EXTRACTED TEXT:
◆ ◆ ◆ ◆ ◆

Furthermore, we tend to react negatively because the assumptions under which we use their tools are false. AI is not intelligent, and it doesn't generate and modify pictures in the sense that one generates and modifies what there is to see.

punos October 07, 2024 at 08:50 #937363 0 likes

Reply to jkop
Yeah, these things are not "perfect" yet; remember, they're still babies. But they grow up so quickly! You should say, "This is amazing! I can see you have a great imagination. I love how you used those colors! They really stand out!" Then, promptly hang it on your refrigerator. :joke:

But really, i've heard that even professionals who use AI image generators have to go through many iterations until the AI gets it just right, or right enough. Most of these models have a parameter or method of introducing randomness into the process to enhance creativity, but at the cost of accuracy. LLMs have a "temperature" parameter that serves this purpose.

Also, companies that develop these models tend to lobotomize them in the name of content moderation and safety, which some might characterize as censorship. This incurs knock-on effects on unrelated material; in other words, it makes them dumber than they would be otherwise.

praxis October 07, 2024 at 17:07 #937470 0 likes

Reply to javi2541997

I added "cozy modern" to the prompt.

I wouldn't mind working there. With any luck the interior isn't decorated with Hitler paintings.

javi2541997 October 07, 2024 at 17:51 #937481 0 likes

Reply to praxis Cool! I wouldn't mind to work or cohabit there either. Is it me or is it similar to Murakami's 'Killing Commendatore' house? I can see myself drinking tea and writing a haiku in your AI-generated building or duplex.

No Hitler's paintings but Hokusai's!

◆ ◆ ◆ ◆ ◆

INFORMATION PROVIDED:
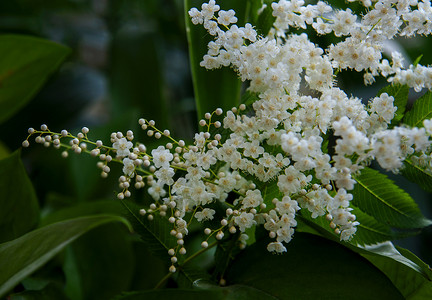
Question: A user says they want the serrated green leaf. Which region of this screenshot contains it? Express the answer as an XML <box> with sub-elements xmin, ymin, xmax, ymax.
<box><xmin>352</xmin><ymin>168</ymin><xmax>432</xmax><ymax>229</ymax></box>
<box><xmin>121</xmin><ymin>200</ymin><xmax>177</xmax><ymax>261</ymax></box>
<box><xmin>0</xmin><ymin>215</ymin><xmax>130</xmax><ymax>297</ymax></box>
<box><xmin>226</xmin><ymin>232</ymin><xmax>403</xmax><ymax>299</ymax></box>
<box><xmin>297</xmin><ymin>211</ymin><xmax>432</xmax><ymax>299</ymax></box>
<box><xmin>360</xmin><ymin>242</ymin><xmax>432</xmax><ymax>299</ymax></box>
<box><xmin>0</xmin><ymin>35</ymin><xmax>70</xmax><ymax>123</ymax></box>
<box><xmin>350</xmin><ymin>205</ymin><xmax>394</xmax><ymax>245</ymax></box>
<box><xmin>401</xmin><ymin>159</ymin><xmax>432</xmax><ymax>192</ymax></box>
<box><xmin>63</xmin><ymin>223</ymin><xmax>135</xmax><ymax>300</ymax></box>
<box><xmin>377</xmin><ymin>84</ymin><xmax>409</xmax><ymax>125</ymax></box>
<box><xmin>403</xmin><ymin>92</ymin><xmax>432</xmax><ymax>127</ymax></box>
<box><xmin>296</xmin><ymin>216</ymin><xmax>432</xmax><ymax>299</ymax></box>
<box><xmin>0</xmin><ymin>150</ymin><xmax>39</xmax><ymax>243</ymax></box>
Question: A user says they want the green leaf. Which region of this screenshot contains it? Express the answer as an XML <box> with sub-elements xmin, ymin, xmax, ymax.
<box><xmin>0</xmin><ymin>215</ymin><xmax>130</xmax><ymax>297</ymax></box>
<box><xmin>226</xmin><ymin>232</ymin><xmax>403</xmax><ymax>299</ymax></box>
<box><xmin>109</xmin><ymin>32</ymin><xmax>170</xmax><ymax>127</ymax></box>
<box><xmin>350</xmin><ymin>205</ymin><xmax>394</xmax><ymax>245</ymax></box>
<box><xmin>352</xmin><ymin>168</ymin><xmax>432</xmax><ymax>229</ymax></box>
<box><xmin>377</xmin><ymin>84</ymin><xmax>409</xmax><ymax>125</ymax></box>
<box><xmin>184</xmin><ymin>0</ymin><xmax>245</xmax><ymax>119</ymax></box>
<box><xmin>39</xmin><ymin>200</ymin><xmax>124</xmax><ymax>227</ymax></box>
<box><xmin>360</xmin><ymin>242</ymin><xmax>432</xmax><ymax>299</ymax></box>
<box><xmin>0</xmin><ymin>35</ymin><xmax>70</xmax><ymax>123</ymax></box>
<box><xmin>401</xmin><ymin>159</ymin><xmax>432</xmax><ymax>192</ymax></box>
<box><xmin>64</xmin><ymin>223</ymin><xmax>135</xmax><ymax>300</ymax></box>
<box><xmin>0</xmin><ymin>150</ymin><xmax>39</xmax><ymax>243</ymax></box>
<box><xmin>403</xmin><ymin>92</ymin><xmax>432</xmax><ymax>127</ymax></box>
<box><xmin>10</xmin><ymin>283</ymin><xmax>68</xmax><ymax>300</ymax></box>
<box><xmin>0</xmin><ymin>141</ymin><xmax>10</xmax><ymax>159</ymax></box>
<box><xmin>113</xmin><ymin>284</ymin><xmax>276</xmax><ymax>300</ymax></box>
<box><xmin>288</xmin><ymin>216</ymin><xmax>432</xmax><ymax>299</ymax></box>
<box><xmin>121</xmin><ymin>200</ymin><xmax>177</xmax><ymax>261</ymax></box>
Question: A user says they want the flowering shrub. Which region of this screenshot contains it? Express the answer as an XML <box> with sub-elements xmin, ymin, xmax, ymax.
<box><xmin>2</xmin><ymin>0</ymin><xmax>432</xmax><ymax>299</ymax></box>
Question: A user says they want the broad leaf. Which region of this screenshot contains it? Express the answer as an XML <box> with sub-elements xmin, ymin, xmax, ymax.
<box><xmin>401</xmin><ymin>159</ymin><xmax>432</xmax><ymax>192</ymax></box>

◆ ◆ ◆ ◆ ◆

REQUIRED TASKS:
[1] In the forum thread on AI image generators, what is the name of the LLM parameter that introduces randomness?
[2] Reproduce the forum thread on AI image generators word for word from "praxis October 07, 2024" to "building or duplex.".
[3] Carry on the forum thread on AI image generators from the point where it stops.

TASK-BY-TASK ANSWERS:
[1] The "temperature" parameter.

[2]
praxis October 07, 2024 at 17:07 #937470 0 likes

Reply to javi2541997

I added "cozy modern" to the prompt.

I wouldn't mind working there. With any luck the interior isn't decorated with Hitler paintings.

javi2541997 October 07, 2024 at 17:51 #937481 0 likes

Reply to praxis Cool! I wouldn't mind to work or cohabit there either. Is it me or is it similar to Murakami's 'Killing Commendatore' house? I can see myself drinking tea and writing a haiku in your AI-generated building or duplex.

[3]
frank October 07, 2024 at 18:33 #937495 0 likes

Reply to jkop
The coolest results I get from using AI (I use Wonder) come from giving it an image to start with. If I wanted a three story building, I'd give it an image of a three story building and then see what it does with it. I go through lot of iterations and sometimes feed its own images back into it.

javi2541997 October 07, 2024 at 18:51 #937505 0 likes

@praxis

I typed the following prompts: "cozy," "autumn," "rainy," and "ideal for writing poems."

The AI generated houses with candles and lights inside, which I didn't like. I asked to remove them and generate a darker/cloudy ambient. It was impossible for the AI. This machine kept generating houses with lights on inside them. What a waste of money and energy!

By the way, this is the generated house. Looks good, but it is not what I had in mind...

praxis October 07, 2024 at 19:14 #937524 0 likes

Quoting javi2541997

No Hitler's paintings but Hokusai's!

I don't know, kinda weird and dark, lol.

Loved that book, btw.

jkop October 07, 2024 at 21:49 #937606 0 likes

Quoting punos

..many iterations until the AI gets it just right, or right enough.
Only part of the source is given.